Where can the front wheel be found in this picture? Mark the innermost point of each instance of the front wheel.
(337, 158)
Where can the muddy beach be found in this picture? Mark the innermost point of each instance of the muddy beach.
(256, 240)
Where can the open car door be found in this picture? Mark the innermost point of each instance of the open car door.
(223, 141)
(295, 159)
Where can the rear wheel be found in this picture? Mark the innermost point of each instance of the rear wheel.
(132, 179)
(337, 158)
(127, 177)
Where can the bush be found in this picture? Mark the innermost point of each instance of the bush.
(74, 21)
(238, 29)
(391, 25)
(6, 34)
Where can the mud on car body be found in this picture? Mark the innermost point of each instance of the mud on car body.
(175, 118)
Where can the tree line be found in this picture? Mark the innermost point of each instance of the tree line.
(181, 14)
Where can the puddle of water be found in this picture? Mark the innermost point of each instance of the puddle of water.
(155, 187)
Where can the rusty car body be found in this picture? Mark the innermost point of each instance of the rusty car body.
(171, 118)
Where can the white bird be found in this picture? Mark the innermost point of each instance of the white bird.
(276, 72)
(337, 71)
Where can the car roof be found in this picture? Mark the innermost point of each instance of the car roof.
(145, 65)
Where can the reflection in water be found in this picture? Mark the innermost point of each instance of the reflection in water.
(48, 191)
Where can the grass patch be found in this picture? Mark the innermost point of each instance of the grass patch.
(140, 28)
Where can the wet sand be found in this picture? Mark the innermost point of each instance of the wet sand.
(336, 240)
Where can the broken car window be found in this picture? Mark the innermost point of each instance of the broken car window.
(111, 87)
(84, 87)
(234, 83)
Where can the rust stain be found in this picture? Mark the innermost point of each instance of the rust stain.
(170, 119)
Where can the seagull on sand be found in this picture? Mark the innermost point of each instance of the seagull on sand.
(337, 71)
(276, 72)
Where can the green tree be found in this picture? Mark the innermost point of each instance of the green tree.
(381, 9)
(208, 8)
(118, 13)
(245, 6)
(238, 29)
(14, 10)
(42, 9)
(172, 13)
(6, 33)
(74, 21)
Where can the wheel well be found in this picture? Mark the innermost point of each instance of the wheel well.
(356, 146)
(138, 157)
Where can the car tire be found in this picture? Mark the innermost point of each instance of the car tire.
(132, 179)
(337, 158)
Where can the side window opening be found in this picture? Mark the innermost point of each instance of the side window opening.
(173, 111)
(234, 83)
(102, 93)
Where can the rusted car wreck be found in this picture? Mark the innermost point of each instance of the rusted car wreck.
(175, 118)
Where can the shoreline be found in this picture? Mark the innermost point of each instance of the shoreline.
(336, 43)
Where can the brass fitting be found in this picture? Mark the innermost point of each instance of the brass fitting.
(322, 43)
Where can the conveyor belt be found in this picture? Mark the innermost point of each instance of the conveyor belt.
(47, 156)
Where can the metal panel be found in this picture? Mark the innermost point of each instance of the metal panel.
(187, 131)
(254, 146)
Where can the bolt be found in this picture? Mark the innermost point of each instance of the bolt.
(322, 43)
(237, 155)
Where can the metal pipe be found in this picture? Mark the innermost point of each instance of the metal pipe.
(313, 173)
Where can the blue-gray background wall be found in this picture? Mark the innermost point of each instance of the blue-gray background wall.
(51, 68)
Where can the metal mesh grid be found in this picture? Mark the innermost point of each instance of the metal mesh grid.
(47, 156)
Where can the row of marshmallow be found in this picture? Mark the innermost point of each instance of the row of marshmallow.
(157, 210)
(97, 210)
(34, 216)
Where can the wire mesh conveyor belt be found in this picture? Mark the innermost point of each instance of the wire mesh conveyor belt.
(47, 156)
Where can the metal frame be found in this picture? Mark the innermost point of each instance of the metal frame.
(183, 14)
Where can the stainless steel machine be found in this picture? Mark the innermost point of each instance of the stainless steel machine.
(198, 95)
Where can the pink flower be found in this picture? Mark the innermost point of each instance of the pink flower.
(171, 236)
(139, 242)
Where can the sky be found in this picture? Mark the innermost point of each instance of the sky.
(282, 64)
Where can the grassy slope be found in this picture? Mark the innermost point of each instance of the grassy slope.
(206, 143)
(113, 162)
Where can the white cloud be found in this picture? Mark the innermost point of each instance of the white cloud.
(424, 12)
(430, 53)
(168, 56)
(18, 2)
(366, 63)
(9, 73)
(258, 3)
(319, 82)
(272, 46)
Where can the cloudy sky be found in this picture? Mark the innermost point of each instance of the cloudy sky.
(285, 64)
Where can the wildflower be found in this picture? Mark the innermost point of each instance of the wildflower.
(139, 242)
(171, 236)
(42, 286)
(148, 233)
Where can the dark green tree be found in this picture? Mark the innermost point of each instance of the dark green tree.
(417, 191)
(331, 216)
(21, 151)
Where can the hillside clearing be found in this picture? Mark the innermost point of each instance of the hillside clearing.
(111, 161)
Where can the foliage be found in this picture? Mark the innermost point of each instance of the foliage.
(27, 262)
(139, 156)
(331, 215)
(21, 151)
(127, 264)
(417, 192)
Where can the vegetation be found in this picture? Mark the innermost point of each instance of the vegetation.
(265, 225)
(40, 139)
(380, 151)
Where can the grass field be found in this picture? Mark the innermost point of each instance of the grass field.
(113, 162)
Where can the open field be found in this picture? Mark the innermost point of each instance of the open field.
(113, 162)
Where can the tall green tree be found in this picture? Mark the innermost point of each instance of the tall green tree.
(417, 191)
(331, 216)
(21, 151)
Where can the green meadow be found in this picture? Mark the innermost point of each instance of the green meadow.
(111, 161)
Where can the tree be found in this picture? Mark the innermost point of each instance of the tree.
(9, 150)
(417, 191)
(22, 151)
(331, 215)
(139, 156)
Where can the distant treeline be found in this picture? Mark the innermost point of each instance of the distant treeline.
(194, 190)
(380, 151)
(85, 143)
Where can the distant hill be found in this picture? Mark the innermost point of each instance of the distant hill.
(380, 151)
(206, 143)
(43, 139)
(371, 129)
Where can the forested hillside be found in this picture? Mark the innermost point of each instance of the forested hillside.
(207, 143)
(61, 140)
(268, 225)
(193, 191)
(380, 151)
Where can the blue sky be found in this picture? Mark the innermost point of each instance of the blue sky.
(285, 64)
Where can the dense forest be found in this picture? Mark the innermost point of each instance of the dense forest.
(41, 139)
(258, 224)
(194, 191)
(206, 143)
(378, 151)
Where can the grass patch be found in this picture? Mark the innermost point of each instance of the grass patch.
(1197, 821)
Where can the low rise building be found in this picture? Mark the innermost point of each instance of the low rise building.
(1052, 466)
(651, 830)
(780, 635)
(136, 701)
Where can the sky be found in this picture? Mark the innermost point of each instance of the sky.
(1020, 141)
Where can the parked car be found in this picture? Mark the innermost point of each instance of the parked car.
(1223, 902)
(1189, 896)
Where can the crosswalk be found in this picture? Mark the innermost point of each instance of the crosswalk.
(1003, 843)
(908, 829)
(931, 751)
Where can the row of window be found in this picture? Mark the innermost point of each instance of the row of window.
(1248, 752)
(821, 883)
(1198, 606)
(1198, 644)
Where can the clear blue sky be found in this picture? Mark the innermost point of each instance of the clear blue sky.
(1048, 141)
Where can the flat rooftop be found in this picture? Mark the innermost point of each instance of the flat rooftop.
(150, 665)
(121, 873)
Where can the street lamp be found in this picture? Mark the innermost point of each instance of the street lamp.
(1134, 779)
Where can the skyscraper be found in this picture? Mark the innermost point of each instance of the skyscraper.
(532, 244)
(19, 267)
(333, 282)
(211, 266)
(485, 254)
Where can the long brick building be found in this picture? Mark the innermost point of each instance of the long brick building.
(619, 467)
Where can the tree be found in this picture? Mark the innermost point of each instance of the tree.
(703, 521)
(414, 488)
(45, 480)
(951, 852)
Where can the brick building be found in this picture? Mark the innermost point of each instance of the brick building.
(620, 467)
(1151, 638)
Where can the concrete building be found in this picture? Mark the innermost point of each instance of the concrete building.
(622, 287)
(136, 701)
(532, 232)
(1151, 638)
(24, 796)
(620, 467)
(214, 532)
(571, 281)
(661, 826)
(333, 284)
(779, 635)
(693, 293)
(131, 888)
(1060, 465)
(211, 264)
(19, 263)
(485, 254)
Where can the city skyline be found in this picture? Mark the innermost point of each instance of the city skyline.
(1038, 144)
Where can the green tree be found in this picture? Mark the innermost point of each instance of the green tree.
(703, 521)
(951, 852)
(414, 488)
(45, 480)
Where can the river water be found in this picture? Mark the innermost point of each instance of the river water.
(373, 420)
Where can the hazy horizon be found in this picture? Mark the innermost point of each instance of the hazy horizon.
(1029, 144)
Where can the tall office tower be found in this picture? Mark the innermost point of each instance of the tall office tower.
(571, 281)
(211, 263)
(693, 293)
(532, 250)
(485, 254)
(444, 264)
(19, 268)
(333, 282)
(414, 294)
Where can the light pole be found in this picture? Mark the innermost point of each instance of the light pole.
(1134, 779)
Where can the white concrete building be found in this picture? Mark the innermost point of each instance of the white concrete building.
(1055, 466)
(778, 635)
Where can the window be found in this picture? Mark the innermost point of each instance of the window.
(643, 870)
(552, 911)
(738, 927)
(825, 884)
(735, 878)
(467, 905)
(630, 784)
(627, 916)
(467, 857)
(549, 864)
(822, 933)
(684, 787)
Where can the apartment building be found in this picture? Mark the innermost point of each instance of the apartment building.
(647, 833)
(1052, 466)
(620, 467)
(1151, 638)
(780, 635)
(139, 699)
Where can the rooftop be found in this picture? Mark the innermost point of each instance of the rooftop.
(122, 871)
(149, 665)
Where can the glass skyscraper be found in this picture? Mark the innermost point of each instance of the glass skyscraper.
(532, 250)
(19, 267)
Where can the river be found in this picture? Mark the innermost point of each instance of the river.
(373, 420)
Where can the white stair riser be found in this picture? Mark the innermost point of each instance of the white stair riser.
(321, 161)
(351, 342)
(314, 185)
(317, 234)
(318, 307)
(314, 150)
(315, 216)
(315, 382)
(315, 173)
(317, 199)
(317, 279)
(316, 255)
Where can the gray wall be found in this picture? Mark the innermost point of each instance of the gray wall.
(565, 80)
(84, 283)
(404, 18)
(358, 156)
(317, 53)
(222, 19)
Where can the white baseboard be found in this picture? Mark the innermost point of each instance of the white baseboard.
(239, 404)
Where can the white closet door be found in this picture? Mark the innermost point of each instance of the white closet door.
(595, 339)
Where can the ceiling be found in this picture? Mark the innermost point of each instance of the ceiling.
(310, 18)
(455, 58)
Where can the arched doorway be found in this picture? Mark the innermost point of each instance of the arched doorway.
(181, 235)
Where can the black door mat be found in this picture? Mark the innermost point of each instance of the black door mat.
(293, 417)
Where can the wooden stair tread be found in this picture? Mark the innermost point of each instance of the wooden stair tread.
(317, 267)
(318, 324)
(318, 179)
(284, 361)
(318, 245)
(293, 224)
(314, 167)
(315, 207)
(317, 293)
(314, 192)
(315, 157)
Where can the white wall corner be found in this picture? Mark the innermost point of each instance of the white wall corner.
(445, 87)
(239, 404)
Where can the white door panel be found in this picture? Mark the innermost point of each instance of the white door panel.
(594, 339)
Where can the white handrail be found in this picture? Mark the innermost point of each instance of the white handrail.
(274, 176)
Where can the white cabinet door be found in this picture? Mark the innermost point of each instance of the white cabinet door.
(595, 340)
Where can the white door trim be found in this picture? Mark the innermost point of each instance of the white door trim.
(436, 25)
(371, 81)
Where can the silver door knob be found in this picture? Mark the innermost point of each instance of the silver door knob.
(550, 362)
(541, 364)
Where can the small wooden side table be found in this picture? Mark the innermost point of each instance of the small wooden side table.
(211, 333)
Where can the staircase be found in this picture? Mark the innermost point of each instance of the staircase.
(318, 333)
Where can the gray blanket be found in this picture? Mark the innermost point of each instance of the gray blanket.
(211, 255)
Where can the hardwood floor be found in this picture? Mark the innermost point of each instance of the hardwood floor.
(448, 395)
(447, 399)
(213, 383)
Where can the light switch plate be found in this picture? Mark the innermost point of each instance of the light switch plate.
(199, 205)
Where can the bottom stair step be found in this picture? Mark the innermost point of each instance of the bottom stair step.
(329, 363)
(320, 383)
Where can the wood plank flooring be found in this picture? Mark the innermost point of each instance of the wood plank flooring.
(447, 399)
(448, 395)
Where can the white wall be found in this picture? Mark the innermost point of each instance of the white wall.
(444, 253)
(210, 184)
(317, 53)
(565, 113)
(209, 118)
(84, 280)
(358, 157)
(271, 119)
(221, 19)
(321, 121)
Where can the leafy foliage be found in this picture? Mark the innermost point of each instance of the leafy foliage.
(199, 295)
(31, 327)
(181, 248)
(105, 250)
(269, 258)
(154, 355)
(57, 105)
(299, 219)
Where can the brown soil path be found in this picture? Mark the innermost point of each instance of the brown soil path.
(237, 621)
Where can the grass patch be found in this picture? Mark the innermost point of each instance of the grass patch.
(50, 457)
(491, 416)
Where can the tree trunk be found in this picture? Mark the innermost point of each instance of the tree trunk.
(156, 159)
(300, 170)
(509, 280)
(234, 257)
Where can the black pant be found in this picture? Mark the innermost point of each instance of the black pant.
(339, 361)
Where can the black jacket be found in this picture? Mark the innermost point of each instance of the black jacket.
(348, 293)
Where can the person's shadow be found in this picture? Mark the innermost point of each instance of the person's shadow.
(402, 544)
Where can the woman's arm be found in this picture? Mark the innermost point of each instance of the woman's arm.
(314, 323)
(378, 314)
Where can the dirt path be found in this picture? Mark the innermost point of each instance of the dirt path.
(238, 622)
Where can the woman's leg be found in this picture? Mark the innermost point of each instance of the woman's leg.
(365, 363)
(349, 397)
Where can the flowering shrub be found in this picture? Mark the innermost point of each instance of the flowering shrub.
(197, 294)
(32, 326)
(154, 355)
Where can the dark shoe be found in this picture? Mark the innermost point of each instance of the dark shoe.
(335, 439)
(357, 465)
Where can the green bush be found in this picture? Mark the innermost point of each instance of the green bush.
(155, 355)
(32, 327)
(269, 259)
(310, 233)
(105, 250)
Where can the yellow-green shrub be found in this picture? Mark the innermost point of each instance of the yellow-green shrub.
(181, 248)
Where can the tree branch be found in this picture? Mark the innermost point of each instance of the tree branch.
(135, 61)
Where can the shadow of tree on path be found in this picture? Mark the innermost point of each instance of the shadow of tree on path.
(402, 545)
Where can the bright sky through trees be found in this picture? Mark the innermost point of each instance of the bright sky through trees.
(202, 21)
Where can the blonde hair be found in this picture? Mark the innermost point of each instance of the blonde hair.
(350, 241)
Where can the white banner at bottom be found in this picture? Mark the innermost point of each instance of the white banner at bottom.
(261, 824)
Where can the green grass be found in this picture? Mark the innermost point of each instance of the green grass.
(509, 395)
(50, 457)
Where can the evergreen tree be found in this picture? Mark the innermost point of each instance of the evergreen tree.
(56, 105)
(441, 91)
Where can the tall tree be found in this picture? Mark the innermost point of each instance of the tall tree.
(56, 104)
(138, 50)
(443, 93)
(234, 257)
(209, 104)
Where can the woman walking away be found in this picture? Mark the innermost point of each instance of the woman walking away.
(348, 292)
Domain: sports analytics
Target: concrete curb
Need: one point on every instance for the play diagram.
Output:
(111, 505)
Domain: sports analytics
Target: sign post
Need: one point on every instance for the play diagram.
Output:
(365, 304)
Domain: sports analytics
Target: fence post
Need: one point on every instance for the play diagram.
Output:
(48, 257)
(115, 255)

* * *

# Problem to solve:
With both ends included, please retype exactly the lines from the line containing "Where can the shadow" to the final line of the data.

# Solution for this problem:
Where can the shadow of tree on path be found in this picture? Mark the innermost point of each instance of the shadow of tree on path.
(402, 545)
Where can the bright sky through trees be found in this picture? Mark the innermost point of each instance of the bright sky through trees.
(202, 21)
Where can the blonde hair be found in this picture? Mark the innermost point of each instance of the blonde hair.
(350, 241)
Where can the white banner at bottom be found in this picture? Mark the innermost point of each instance of the white banner at bottom.
(261, 824)
Where can the green grass be found in this picture? Mark the innermost point of each instance of the green grass.
(509, 395)
(50, 457)
Where can the evergreen tree be found in this picture? Mark the innermost point of each instance of the evergreen tree.
(56, 105)
(441, 91)
Where can the tall tree be found in this picture? Mark the innermost point of each instance of the tall tree.
(56, 104)
(138, 50)
(443, 93)
(234, 257)
(209, 104)
Where can the woman walking away be found in this picture? Mark the innermost point of each instance of the woman walking away.
(348, 292)
Domain: sports analytics
Target: concrete curb
Need: one point on every instance for the play diagram.
Output:
(111, 505)
Domain: sports analytics
Target: sign post
Need: one point on every instance for the play diagram.
Output:
(365, 304)
Domain: sports analytics
Target: fence post
Need: one point on every instance for the play diagram.
Output:
(48, 257)
(115, 255)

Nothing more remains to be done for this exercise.